Start Data provided

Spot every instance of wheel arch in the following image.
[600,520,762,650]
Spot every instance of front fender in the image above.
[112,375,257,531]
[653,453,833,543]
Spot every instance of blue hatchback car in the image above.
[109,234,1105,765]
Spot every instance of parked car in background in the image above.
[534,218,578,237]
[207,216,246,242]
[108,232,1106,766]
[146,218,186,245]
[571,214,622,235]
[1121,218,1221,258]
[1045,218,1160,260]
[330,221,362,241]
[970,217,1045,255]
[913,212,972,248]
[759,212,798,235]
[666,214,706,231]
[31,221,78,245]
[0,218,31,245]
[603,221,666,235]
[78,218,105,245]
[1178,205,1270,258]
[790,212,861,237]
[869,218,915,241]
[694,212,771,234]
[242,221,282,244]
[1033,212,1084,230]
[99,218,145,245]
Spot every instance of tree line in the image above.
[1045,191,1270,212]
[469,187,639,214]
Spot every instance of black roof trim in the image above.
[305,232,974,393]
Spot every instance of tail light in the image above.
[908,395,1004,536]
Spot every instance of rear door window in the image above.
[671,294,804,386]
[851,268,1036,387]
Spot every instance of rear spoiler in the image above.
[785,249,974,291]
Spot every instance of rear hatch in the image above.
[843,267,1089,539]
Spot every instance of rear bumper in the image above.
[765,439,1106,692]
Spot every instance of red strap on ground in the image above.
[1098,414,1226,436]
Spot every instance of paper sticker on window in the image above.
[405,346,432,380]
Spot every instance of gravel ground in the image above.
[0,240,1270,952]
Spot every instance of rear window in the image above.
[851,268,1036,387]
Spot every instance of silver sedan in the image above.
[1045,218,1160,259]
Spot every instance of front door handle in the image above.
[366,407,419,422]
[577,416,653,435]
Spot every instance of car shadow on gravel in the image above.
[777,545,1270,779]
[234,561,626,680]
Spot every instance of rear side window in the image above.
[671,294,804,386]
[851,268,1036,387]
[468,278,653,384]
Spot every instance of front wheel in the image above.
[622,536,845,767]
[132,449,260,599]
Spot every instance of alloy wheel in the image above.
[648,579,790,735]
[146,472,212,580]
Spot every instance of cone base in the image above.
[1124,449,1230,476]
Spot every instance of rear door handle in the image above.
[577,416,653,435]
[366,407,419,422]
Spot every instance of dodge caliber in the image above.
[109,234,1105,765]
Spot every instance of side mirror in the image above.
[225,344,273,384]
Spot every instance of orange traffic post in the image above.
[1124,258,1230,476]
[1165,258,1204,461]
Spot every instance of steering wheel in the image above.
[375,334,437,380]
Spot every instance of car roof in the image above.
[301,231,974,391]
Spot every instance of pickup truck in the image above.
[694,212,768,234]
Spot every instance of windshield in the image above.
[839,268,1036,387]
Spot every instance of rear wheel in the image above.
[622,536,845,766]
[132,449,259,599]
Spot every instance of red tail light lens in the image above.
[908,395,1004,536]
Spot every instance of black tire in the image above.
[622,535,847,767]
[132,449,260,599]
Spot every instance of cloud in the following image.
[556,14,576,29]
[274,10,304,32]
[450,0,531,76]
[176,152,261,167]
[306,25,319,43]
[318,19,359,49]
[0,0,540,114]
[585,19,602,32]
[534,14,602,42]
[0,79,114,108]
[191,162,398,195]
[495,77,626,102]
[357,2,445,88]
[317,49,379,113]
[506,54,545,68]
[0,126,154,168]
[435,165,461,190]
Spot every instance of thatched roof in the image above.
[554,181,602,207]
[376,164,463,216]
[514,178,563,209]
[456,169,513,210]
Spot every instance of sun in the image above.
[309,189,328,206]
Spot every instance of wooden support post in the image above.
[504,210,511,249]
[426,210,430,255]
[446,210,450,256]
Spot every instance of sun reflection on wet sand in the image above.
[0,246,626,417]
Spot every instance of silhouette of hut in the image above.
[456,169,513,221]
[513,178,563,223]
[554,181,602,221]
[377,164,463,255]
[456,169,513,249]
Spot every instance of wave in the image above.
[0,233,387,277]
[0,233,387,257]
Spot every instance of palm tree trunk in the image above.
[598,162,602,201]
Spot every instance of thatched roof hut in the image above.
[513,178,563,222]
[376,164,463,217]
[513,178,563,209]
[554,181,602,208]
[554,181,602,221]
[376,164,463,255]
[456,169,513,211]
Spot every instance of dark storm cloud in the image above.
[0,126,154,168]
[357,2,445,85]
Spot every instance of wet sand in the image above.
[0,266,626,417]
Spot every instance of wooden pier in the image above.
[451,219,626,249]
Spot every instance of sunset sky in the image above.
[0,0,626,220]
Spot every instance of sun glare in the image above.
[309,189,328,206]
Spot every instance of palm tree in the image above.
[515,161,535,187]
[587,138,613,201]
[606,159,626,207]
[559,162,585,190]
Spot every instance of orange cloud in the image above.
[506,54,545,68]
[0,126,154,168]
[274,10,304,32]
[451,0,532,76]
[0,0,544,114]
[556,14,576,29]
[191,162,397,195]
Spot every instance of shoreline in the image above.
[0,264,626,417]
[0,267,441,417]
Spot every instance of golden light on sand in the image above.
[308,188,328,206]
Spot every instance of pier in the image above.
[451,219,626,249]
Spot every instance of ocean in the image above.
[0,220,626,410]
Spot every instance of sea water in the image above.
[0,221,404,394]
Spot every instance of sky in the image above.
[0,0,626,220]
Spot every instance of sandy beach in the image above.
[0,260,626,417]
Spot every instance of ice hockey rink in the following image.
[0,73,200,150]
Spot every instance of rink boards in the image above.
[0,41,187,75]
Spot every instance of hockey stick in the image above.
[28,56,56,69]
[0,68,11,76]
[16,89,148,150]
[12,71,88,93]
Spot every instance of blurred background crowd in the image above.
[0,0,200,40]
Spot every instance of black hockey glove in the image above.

End Data provided

§ **Written task**:
Convert all of the items above into a single numbered list, leaving out any blank lines.

§ **Exercise result**:
1. Spot every instance of wheel arch in the following image.
2. [600,520,762,650]
3. Spot every instance of front fender in the image above.
4. [112,375,257,531]
5. [653,453,833,543]
6. Spot every instance of blue hatchback car in the image above.
7. [109,234,1105,765]
8. Spot every instance of parked car in background in the image above.
9. [534,218,578,237]
10. [207,216,246,242]
11. [108,232,1106,766]
12. [146,218,186,245]
13. [571,214,622,235]
14. [1121,218,1221,258]
15. [1045,218,1160,260]
16. [330,221,362,241]
17. [970,217,1045,255]
18. [913,212,972,248]
19. [759,212,798,235]
20. [666,214,706,231]
21. [31,221,78,245]
22. [0,218,31,245]
23. [603,221,666,235]
24. [78,218,105,245]
25. [1178,205,1270,258]
26. [790,212,861,237]
27. [869,218,915,241]
28. [694,212,771,234]
29. [242,221,282,244]
30. [1033,212,1084,230]
31. [99,218,145,245]
32. Spot every instance of tree line in the image above.
33. [1045,191,1270,212]
34. [469,187,639,214]
35. Spot every instance of black roof trim in the image above.
36. [305,232,974,393]
37. Spot every instance of tail light in the image above.
38. [908,395,1004,536]
39. Spot every instance of rear door window in the image above.
40. [671,294,804,386]
41. [851,268,1036,387]
42. Spot every instance of rear spoiler in the image above.
43. [785,249,974,291]
44. Spot every instance of rear hatch in the image above.
45. [843,267,1089,539]
46. Spot every instance of rear bumper in the image above.
47. [765,439,1106,692]
48. Spot every instance of red strap on ground in the image above.
49. [1098,414,1226,436]
50. Spot every instance of paper sticker on window in the image above.
51. [405,346,432,380]
52. Spot every instance of gravel ground in the image above.
53. [0,240,1270,952]
54. Spot every instance of rear window in the image above.
55. [851,268,1036,387]
56. Spot every instance of silver sedan in the image above.
57. [1045,218,1160,259]
58. Spot every instance of front door handle in the image above.
59. [366,407,419,422]
60. [577,416,653,435]
61. Spot every instance of car shadow on gravel in the image above.
62. [777,545,1270,779]
63. [234,561,626,680]
64. Spot every instance of rear side window in the image above.
65. [671,294,804,386]
66. [851,268,1036,387]
67. [468,278,653,384]
68. Spot every instance of front wheel in the image above.
69. [622,536,845,767]
70. [132,449,260,599]
71. Spot every instance of alloy wheel in the image above.
72. [648,579,790,735]
73. [146,472,212,580]
74. Spot every instance of cone base in the image above.
75. [1124,449,1230,476]
76. Spot every instance of rear door handle in the image above.
77. [577,416,653,435]
78. [366,407,419,422]
79. Spot every instance of dodge caliber in the image above.
80. [109,234,1105,765]
81. Spot every instance of side mirror in the image above.
82. [225,344,273,384]
83. Spot every instance of orange traffic post in the image above.
84. [1124,258,1230,476]
85. [1165,258,1204,461]
86. Spot every instance of steering wheel in the image above.
87. [375,334,437,380]
88. Spot every instance of car roof in the image above.
89. [301,231,974,391]
90. Spot every instance of pickup truck in the image above.
91. [694,212,768,234]
92. Spot every instance of windshield in the image above.
93. [839,268,1036,387]
94. Spot every instance of rear wheel in the image above.
95. [622,536,845,766]
96. [132,449,259,599]
97. Spot every instance of red tail light lens in the image above.
98. [908,395,1004,536]
99. Spot every instance of black tire in the image above.
100. [622,535,847,767]
101. [132,449,260,599]
102. Spot every instance of cloud in the following image.
103. [556,14,576,29]
104. [274,10,304,32]
105. [450,0,531,76]
106. [176,152,261,167]
107. [306,25,319,43]
108. [318,19,359,49]
109. [0,0,540,114]
110. [585,19,602,32]
111. [534,14,602,42]
112. [0,79,114,108]
113. [191,162,398,195]
114. [495,77,626,102]
115. [357,2,445,88]
116. [317,49,379,113]
117. [506,54,545,68]
118. [0,126,154,168]
119. [435,165,461,190]
120. Spot every instance of thatched roof in the image above.
121. [554,181,602,207]
122. [376,164,463,216]
123. [514,178,563,209]
124. [456,169,513,210]
125. Spot every instance of sun in the image above.
126. [309,189,328,206]
127. Spot every instance of wooden support post in the image above.
128. [504,210,511,249]
129. [426,210,430,255]
130. [446,210,450,256]
131. Spot every instance of sun reflection on wet sand in the image above.
132. [0,246,626,417]
133. Spot every instance of silhouette of hut in the image above.
134. [456,169,513,221]
135. [513,178,563,223]
136. [554,181,602,221]
137. [377,164,463,255]
138. [456,169,513,249]
139. Spot every instance of wave in the image above.
140. [0,233,387,277]
141. [0,233,387,257]
142. Spot every instance of palm tree trunk in the image above.
143. [598,162,602,201]
144. Spot every instance of thatched roof hut in the image above.
145. [513,178,563,222]
146. [376,164,463,217]
147. [513,178,563,209]
148. [554,181,602,208]
149. [554,181,602,221]
150. [376,164,463,255]
151. [456,169,513,211]
152. Spot every instance of dark storm cloud in the image above.
153. [0,126,154,168]
154. [357,2,445,85]
155. Spot every instance of wet sand in the image above.
156. [0,266,626,417]
157. Spot every instance of wooden pier in the image above.
158. [451,219,626,249]
159. Spot every instance of sunset sky in the image above.
160. [0,0,626,220]
161. Spot every instance of sun glare in the image above.
162. [309,189,328,206]
163. Spot every instance of palm tree in the image above.
164. [515,161,535,187]
165. [587,138,613,201]
166. [606,159,626,207]
167. [559,162,585,190]
168. Spot every instance of orange cloud in the image above.
169. [506,54,545,68]
170. [0,126,154,168]
171. [274,10,304,32]
172. [451,0,532,76]
173. [0,0,544,114]
174. [556,14,576,29]
175. [191,162,397,195]
176. Spot every instance of shoreline in the image above.
177. [0,264,626,417]
178. [0,267,441,417]
179. Spot every instance of golden light on sand in the image above.
180. [308,188,328,206]
181. Spot every instance of pier in the image above.
182. [451,219,626,249]
183. Spot every instance of ocean in the image above.
184. [0,220,626,410]
185. Spot every instance of sea water in the image above.
186. [0,221,404,394]
187. Spot every instance of sky in the image above.
188. [0,0,626,220]
189. Spot every instance of sandy beach in the image above.
190. [0,260,626,417]
191. Spot every instance of ice hockey rink in the following image.
192. [0,73,200,150]
193. Spot every instance of rink boards in the image above.
194. [0,41,187,75]
195. Spot every instance of hockey stick in the image above.
196. [28,56,56,69]
197. [0,68,11,76]
198. [16,89,148,150]
199. [12,71,88,93]
200. Spot every instance of blurred background crowd in the image above.
201. [0,0,200,40]
202. Spot every instance of black hockey glove in the image above.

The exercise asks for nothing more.